> Referring expression data
★ ★ ★

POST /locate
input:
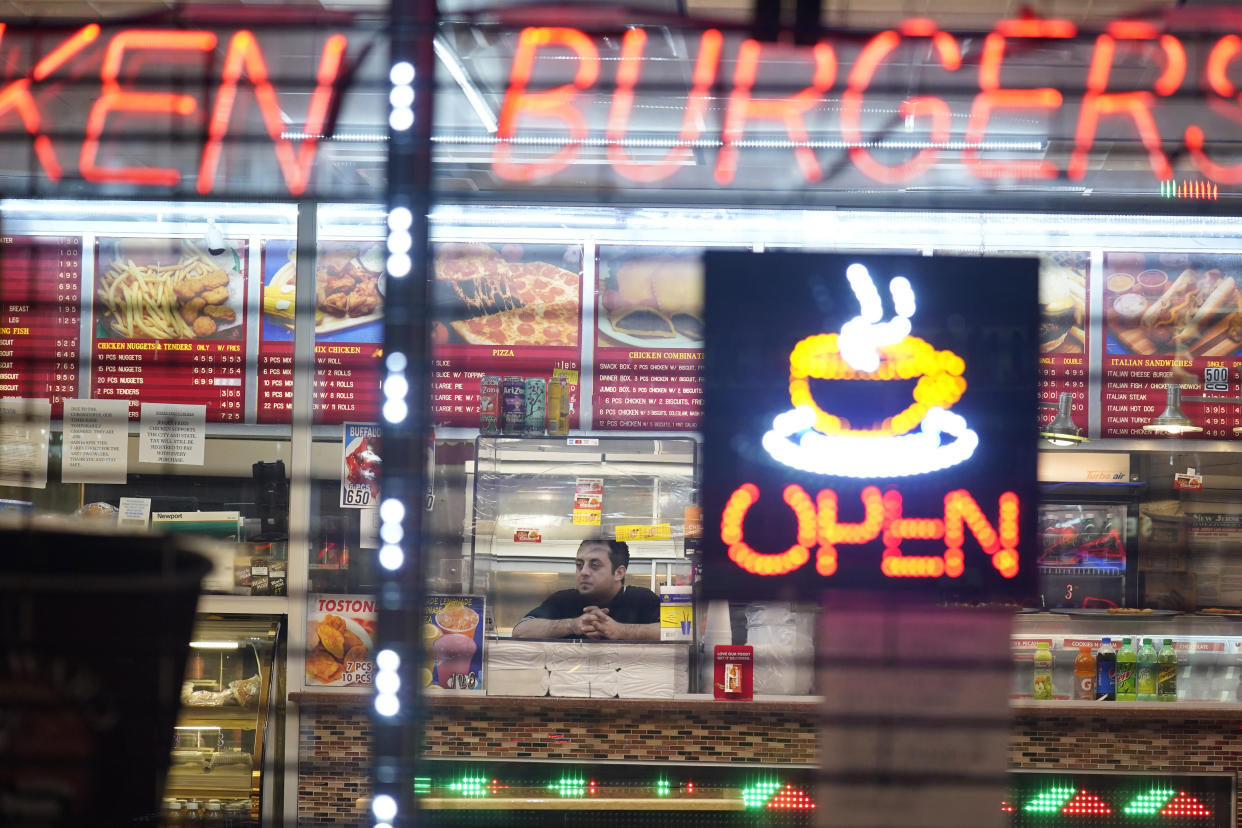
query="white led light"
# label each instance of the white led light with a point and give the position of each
(793, 442)
(401, 73)
(386, 705)
(399, 265)
(384, 807)
(401, 97)
(400, 241)
(396, 386)
(391, 558)
(401, 119)
(395, 411)
(395, 361)
(391, 510)
(388, 659)
(388, 682)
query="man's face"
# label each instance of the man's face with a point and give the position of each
(595, 575)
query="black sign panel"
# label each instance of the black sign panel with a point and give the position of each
(870, 422)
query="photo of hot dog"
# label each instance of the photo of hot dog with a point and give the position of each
(1148, 310)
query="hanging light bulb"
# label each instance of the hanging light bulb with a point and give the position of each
(1173, 420)
(1062, 430)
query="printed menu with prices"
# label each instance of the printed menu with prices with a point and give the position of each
(340, 639)
(349, 328)
(1170, 319)
(504, 310)
(648, 339)
(40, 313)
(170, 324)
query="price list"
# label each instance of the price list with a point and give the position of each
(345, 382)
(184, 373)
(1063, 374)
(457, 370)
(40, 313)
(648, 390)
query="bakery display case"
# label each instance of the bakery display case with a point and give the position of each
(535, 499)
(230, 726)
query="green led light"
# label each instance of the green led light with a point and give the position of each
(569, 786)
(1148, 803)
(756, 796)
(470, 786)
(1050, 800)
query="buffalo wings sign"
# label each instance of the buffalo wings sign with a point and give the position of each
(870, 425)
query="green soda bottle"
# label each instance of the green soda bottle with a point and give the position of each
(1127, 669)
(1042, 688)
(1146, 672)
(1166, 673)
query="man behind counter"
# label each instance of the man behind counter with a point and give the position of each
(601, 606)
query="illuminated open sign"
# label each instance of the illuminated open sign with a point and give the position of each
(168, 108)
(841, 450)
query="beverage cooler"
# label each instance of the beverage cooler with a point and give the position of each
(230, 728)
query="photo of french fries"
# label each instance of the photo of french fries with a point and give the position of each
(165, 289)
(1173, 303)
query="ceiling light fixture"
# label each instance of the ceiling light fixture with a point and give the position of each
(1062, 430)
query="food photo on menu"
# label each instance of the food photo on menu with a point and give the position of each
(1173, 303)
(507, 294)
(650, 297)
(349, 291)
(169, 288)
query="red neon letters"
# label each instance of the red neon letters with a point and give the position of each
(1099, 102)
(123, 54)
(816, 525)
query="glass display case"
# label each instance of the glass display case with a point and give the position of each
(229, 728)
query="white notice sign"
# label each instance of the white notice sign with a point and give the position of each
(96, 441)
(25, 426)
(172, 433)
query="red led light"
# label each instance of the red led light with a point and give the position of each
(1185, 806)
(1086, 803)
(790, 798)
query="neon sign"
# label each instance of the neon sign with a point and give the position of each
(870, 478)
(843, 77)
(131, 63)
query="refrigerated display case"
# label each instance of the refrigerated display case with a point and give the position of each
(230, 726)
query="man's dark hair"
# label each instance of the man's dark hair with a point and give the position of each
(619, 551)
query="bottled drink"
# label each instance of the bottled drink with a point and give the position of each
(1146, 680)
(1127, 668)
(1042, 688)
(1106, 672)
(1166, 673)
(1084, 674)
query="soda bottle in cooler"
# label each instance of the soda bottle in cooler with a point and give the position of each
(1127, 667)
(1042, 687)
(1146, 680)
(1166, 673)
(1106, 672)
(1084, 674)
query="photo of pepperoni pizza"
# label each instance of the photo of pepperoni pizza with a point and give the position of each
(511, 294)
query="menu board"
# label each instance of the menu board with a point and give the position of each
(170, 324)
(1170, 319)
(40, 301)
(349, 328)
(648, 339)
(508, 310)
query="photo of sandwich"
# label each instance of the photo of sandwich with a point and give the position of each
(651, 297)
(1173, 304)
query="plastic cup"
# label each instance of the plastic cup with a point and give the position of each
(453, 656)
(457, 618)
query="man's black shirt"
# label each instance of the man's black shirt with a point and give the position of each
(632, 605)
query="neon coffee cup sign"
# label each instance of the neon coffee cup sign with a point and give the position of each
(865, 451)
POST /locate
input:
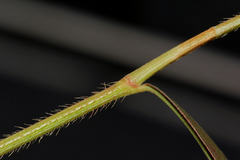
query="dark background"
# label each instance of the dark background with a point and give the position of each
(116, 133)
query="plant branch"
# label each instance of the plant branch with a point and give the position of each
(204, 140)
(130, 84)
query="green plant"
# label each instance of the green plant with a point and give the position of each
(130, 84)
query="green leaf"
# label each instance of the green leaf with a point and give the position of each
(208, 146)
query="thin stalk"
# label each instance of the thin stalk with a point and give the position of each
(130, 84)
(208, 146)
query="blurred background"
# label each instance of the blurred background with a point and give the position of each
(53, 51)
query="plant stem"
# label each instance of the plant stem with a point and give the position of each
(141, 74)
(130, 84)
(208, 146)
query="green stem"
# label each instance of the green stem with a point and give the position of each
(130, 84)
(149, 69)
(208, 146)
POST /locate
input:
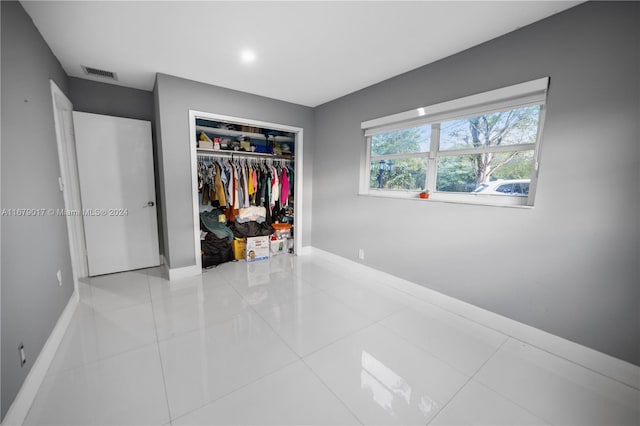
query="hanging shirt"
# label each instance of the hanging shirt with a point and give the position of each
(219, 188)
(285, 187)
(275, 186)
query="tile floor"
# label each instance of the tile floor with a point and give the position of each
(299, 341)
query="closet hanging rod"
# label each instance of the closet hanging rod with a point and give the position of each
(239, 154)
(228, 132)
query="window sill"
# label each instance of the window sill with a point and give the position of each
(454, 198)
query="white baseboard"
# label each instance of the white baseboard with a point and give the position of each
(180, 273)
(614, 368)
(22, 403)
(305, 250)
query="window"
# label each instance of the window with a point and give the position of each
(479, 149)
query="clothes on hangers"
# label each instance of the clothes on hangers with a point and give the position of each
(234, 184)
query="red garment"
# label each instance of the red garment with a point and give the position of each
(284, 196)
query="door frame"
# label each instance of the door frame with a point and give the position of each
(70, 184)
(298, 179)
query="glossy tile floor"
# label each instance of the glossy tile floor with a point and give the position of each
(297, 341)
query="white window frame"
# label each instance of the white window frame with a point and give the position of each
(517, 96)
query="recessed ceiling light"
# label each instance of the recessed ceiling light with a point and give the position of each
(248, 56)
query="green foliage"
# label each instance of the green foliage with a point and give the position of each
(402, 141)
(455, 174)
(406, 174)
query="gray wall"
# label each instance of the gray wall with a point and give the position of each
(174, 98)
(33, 248)
(109, 99)
(569, 265)
(118, 101)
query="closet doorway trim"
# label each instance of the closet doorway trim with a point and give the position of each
(298, 161)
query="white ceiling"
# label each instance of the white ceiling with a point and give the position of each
(308, 52)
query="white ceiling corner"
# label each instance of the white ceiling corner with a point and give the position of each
(307, 52)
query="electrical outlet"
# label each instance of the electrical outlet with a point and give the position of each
(23, 357)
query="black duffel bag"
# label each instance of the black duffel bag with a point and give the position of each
(215, 250)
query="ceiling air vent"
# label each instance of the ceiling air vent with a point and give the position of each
(99, 73)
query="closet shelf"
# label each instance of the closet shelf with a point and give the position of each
(227, 132)
(225, 152)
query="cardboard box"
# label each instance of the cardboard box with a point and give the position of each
(239, 246)
(279, 247)
(257, 249)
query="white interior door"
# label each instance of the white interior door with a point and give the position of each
(115, 166)
(63, 119)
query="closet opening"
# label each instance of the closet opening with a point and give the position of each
(247, 186)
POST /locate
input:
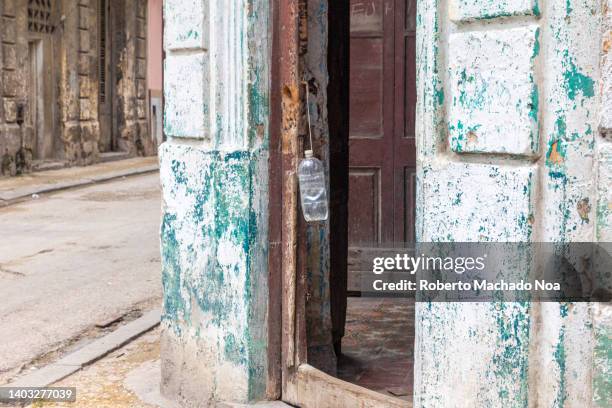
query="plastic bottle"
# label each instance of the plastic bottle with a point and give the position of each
(313, 191)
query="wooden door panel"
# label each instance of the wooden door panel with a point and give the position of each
(366, 16)
(366, 88)
(364, 200)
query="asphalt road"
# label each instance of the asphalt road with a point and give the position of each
(73, 259)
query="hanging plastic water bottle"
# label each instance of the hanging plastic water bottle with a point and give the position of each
(313, 192)
(311, 175)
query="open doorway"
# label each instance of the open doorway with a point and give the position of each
(41, 98)
(371, 98)
(378, 346)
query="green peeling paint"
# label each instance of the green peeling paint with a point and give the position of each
(575, 81)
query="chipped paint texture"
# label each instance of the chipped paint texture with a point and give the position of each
(214, 174)
(319, 326)
(207, 90)
(466, 10)
(515, 84)
(494, 96)
(602, 313)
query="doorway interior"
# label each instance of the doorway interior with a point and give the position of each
(377, 349)
(42, 75)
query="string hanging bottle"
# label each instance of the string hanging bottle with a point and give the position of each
(311, 176)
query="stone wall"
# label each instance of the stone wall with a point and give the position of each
(14, 54)
(131, 111)
(73, 61)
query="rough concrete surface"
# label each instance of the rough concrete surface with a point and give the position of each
(74, 259)
(128, 378)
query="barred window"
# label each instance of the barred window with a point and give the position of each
(39, 16)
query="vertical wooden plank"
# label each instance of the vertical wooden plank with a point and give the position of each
(275, 265)
(290, 112)
(338, 59)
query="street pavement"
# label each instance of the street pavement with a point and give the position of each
(73, 259)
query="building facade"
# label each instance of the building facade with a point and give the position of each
(512, 124)
(74, 82)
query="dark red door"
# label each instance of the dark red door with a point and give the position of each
(381, 132)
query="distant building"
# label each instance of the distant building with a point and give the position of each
(80, 81)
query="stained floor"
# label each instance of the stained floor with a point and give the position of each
(378, 346)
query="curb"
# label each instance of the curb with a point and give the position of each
(17, 195)
(89, 354)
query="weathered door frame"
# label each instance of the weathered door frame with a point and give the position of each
(291, 377)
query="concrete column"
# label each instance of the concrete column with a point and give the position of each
(515, 85)
(214, 173)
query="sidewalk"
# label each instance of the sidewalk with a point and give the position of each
(127, 378)
(16, 189)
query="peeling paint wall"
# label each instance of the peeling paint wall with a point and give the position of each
(318, 313)
(507, 120)
(214, 172)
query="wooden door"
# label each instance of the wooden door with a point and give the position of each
(104, 77)
(382, 157)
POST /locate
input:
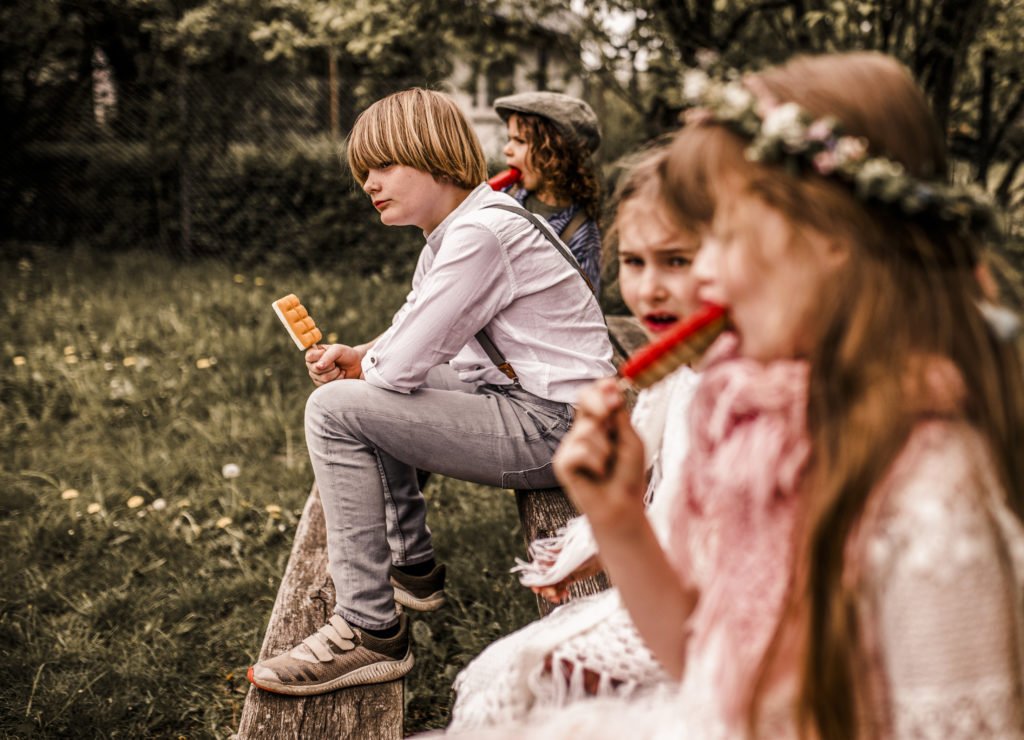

★ ★ ★

> WORK TO COMPLETE
Nothing but the lines from the one holding "# label each instance of the sidewalk" to the end of the entries above should be echoed, exactly and with both ends included; omit the pictures.

> ANSWER TO THE EXERCISE
# label each instance of the sidewalk with a point and give the position of each
(127, 378)
(16, 189)
query="peeling paint wall"
# label each instance of the peeling paint wall with a point and give the position of each
(318, 313)
(507, 120)
(214, 172)
query="wooden door"
# label each instance of the wooden door with a point and give the position of each
(104, 77)
(382, 157)
POST /locate
input:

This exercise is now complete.